* What to work on
- A) Copy the passage of the Fort Myers election article between "The election in" and "made against him.", inclusive.
- B) List the people the Fort Myers election article says voters elected to the Fort Myers city council.
- C) According to the Fort Myers election article, why was no action taken against Thomas after he was accused of lying about where he lives?

* Selected excerpt
| Fort Myers News-Press
2020: Election Day in Florida
Here’s a look in Florida as of Tuesday, Nov. 3, 2020.
Fort Myers city council will have two new faces and one familiar one.
Voters elected Johnny Streets, Liston “Lin” Bochette III and Darla Betzer Bonk to represent their interests in the city.
The city council and new mayor will be sworn in at the beginning of the next city council meeting on Nov. 16. City Council members make $32,630 annually and serve for four years.
In Ward 2, Streets received 2,462 votes, or 62.71%, compared to Thomas, who received 1,464 votes, or 37.29%.
“First of all, thank God and thank the people of Ward 2 and all of those who believed enough in me to have me return for an unprecedented fourth term,” Streets said. “I won’t let them down.”
The election in Ward 2, which represents the Palm Beach Boulevard corridor and parts of Dunbar got ugly after Thomas was accused of lying about where he lives, calling into question his qualification for office.
The accusation was made by Attorney Sawyer Smith, who represents Thomas’ cousin Melissa Blue, who said Thomas did not live at the Lemon Street address he used to qualify. The city charter has a requirement that candidates live in their residence within the ward for six months prior to running for election.
A hearing examiner said on Monday that Thomas did not have the burden to prove where he lives, but the city clerk did, meaning no action was made against him.
Thomas, on Monday, said that the affidavit has no merit and accused the city of going after his candidacy for political reasons.
“The comment I have is the voters of Fort Myers in my ward, unfortunately, believe the lies that were being spread by Sawyer Smith,” Thomas said. “His allegations certainly influenced the results.”
“We will certainly be filing the necessary complaints with the Bar at the appropriate time.”
Streets raised about $36,000 compared to Thomas’ $17,513.
In Ward 4, Connie Bennett-Martin lost to Bochette as the two fought to replace outgoing councilor Kevin Anderson, who won the mayor’s race against Jacquelyn McMiller.
Bennett-Martin received 2,259 votes, or 48.01%, compared to Bochette, who received 2,446 votes, or 51.99%.
Ward 4 is comprised of downtown Fort Myers and the McGregor corridor.
“We are having a big celebration,” Bochette said. “It was a very well managed campaign from the inside. I owe a lot of thanks to a lot of people.”
Bennett-Martin’s grassroots campaign raised about $4,350 compared to Bochette’s well-funded machine of $51,335.

[Dataset excerpt]
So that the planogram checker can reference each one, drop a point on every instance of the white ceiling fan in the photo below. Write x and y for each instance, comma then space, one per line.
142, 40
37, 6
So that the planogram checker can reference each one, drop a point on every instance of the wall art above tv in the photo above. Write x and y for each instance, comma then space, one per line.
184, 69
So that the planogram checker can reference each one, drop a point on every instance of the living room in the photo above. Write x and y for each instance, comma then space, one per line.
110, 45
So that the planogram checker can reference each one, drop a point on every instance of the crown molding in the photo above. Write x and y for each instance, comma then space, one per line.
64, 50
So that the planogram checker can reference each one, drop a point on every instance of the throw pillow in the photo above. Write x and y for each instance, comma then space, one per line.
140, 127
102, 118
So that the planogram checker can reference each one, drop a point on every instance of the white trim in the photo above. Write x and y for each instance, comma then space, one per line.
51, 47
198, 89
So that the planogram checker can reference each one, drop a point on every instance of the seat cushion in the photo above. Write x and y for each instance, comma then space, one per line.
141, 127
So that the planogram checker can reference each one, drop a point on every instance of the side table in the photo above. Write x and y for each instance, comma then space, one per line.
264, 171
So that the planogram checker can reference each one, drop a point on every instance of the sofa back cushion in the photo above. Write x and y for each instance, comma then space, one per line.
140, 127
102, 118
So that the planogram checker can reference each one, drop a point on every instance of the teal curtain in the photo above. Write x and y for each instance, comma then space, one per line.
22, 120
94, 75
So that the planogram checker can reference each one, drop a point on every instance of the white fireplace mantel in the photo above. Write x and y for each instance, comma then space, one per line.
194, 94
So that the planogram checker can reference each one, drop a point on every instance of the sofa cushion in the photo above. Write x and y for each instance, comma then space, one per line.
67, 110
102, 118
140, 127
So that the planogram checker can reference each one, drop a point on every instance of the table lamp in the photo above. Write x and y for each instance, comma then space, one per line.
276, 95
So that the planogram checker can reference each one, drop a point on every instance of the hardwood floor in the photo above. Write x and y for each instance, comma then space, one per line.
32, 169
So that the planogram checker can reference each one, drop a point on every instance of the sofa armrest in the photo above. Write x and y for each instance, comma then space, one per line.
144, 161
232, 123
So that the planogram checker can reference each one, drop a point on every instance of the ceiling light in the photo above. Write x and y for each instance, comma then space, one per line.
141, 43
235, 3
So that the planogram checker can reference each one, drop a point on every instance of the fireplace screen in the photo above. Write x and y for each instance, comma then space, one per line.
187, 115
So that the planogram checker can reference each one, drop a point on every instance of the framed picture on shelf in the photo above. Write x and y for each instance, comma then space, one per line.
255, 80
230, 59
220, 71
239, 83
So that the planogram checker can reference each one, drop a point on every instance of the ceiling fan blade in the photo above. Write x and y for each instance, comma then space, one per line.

* Responses in order
- A)
The election in Ward 2, which represents the Palm Beach Boulevard corridor and parts of Dunbar got ugly after Thomas was accused of lying about where he lives, calling into question his qualification for office.
The accusation was made by Attorney Sawyer Smith, who represents Thomas’ cousin Melissa Blue, who said Thomas did not live at the Lemon Street address he used to qualify. The city charter has a requirement that candidates live in their residence within the ward for six months prior to running for election.
A hearing examiner said on Monday that Thomas did not have the burden to prove where he lives, but the city clerk did, meaning no action was made against him.

- B)
Johnny Streets
Liston "Lin" Bochette III
Darla Betzer Bonk

- C) A hearing examiner said on Monday that Thomas did not have the burden to prove where he lives. That burden belonged to the city clerk.